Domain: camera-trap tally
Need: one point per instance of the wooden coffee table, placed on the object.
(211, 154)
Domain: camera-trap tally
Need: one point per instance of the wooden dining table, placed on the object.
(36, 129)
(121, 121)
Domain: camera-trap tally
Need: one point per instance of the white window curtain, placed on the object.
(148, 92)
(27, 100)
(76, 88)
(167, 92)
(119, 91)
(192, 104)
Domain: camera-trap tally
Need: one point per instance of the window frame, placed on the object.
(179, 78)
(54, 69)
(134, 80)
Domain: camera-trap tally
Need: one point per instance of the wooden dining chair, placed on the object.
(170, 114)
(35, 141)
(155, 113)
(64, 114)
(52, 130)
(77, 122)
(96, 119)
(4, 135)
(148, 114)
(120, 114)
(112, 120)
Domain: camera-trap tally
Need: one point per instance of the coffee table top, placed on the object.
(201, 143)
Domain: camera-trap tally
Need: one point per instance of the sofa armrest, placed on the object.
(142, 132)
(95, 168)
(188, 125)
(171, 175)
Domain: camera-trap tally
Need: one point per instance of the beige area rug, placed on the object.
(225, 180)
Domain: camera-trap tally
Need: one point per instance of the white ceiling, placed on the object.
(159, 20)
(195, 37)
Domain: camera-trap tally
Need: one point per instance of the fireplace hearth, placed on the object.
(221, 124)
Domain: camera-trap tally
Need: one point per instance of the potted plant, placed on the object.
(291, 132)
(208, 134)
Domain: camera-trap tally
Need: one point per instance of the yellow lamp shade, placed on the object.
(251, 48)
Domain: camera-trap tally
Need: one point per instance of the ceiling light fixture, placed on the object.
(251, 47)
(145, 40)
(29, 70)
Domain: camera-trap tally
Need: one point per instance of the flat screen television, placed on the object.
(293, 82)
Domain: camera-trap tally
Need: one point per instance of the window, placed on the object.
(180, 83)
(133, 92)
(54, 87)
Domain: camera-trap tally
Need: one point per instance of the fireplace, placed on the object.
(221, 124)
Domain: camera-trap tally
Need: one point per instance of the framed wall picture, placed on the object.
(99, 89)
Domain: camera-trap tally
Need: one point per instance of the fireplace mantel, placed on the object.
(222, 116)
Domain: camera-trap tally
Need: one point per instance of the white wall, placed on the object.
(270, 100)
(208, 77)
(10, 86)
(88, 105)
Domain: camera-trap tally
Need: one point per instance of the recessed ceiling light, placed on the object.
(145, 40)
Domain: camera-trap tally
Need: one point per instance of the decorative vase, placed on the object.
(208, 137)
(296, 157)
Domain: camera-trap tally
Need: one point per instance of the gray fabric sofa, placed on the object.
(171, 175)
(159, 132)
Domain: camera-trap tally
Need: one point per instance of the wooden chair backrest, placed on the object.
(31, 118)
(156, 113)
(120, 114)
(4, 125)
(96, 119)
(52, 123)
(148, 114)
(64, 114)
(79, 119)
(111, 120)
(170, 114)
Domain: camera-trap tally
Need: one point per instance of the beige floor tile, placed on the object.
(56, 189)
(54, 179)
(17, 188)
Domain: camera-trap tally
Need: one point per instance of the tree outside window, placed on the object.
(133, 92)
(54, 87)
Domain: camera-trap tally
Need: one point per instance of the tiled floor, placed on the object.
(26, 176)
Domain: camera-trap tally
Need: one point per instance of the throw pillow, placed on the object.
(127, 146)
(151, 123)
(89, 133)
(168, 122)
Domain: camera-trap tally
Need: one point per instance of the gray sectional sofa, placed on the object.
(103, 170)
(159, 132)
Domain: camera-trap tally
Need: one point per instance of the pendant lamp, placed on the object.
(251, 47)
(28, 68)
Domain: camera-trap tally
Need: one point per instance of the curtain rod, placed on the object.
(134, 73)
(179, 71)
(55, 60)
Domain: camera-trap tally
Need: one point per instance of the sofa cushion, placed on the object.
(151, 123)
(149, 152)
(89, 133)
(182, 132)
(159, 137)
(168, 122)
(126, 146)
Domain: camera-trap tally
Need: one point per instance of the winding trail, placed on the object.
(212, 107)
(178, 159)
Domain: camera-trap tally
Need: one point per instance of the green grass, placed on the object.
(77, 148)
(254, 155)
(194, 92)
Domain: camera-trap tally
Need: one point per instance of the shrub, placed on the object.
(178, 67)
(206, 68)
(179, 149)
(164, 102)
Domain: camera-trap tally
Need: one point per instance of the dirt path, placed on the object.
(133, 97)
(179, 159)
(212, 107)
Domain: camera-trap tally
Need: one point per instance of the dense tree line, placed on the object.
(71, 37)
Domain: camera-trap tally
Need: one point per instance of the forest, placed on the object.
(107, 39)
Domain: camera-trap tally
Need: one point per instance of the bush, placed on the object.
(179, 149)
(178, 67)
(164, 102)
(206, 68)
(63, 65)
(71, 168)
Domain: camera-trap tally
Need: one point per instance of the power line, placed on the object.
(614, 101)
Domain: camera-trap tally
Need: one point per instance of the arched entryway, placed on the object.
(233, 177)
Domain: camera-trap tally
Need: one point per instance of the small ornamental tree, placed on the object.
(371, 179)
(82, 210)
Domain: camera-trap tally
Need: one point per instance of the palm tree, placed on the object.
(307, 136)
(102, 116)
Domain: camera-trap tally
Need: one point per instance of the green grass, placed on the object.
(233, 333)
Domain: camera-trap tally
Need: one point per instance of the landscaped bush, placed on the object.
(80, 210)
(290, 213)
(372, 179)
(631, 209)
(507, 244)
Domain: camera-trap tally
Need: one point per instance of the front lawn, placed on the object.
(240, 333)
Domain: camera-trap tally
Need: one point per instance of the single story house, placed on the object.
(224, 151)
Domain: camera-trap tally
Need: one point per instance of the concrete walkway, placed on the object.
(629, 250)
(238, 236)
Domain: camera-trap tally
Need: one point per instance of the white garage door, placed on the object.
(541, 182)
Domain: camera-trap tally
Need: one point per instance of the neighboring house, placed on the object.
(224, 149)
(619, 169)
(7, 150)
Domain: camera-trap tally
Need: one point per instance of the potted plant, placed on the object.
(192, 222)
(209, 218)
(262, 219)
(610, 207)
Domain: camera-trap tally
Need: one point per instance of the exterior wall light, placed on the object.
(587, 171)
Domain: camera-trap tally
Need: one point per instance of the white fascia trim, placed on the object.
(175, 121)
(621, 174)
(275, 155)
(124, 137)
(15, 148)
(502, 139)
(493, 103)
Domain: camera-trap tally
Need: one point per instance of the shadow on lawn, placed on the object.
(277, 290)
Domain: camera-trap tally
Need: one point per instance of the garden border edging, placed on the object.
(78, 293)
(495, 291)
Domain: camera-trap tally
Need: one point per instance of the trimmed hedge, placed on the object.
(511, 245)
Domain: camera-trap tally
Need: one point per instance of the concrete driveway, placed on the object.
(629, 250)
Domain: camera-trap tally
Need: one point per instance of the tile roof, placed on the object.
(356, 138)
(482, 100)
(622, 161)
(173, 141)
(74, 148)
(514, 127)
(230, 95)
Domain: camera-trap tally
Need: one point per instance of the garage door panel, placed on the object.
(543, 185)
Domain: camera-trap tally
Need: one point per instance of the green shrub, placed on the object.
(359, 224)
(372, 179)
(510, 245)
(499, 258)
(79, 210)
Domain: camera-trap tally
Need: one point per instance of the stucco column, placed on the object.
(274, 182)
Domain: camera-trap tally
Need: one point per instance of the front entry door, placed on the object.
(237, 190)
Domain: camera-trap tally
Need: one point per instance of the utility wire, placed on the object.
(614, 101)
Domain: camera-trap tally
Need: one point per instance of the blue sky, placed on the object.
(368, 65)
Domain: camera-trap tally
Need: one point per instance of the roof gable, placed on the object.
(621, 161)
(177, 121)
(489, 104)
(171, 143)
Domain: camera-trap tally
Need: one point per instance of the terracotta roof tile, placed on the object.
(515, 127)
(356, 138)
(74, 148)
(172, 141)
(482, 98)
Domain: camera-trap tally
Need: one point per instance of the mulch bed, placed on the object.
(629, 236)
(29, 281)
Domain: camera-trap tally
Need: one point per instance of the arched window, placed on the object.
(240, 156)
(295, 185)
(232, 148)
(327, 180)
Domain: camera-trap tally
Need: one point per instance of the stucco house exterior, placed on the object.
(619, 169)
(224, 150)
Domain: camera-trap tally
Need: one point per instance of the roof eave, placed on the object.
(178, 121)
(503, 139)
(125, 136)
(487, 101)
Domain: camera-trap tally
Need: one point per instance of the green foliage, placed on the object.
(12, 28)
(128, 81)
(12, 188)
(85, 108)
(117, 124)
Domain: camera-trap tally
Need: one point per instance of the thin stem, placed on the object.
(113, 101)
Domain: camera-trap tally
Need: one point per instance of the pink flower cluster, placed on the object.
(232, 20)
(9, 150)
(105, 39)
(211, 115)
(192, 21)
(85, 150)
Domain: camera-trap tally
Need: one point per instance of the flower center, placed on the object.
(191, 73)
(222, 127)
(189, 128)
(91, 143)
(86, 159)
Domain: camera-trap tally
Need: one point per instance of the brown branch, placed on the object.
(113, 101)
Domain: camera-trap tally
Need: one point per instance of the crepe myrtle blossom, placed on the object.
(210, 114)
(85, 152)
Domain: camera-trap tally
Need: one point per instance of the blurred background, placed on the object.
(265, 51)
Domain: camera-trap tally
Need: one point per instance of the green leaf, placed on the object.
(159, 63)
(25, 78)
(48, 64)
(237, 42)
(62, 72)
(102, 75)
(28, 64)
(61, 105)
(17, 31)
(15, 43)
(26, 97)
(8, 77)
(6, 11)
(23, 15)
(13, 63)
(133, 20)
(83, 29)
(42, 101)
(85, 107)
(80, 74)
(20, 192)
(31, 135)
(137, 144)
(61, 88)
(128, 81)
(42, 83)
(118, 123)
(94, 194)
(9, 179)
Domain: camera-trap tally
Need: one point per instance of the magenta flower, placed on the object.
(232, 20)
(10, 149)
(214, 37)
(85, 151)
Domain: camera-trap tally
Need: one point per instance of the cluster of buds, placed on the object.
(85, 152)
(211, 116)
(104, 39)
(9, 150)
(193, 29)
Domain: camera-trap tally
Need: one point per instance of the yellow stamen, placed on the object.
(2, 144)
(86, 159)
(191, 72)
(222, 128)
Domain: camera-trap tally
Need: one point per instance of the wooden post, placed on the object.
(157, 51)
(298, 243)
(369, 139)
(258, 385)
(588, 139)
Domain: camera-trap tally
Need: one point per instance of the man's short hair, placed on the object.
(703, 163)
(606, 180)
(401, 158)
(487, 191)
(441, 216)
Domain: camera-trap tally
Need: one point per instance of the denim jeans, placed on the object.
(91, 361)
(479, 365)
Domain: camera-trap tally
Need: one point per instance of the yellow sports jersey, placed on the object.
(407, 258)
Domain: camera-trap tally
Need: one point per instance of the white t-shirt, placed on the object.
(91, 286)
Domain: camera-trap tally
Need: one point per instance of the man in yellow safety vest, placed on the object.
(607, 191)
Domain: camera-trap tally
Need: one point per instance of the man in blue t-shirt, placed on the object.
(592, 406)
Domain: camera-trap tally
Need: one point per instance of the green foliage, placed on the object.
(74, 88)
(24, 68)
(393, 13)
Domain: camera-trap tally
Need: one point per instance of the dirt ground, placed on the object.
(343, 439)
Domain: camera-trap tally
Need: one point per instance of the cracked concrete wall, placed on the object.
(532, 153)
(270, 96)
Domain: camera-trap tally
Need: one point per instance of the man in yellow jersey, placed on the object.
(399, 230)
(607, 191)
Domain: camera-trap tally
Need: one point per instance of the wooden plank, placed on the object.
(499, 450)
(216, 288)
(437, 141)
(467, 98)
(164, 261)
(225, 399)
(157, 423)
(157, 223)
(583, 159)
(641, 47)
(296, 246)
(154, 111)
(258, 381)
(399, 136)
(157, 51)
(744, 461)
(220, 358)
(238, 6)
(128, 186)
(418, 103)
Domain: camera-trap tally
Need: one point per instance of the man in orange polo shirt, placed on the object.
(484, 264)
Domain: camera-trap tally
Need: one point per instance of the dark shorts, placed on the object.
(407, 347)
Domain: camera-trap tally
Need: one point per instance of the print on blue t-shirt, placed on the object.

> _What you will do_
Pick out every line of the entries above that contains the word "gray", and copy each one.

> _Finished task_
Need: one point per instance of the gray fabric sofa, placed on the object.
Need: one point per instance of the gray sectional sofa, placed on the object.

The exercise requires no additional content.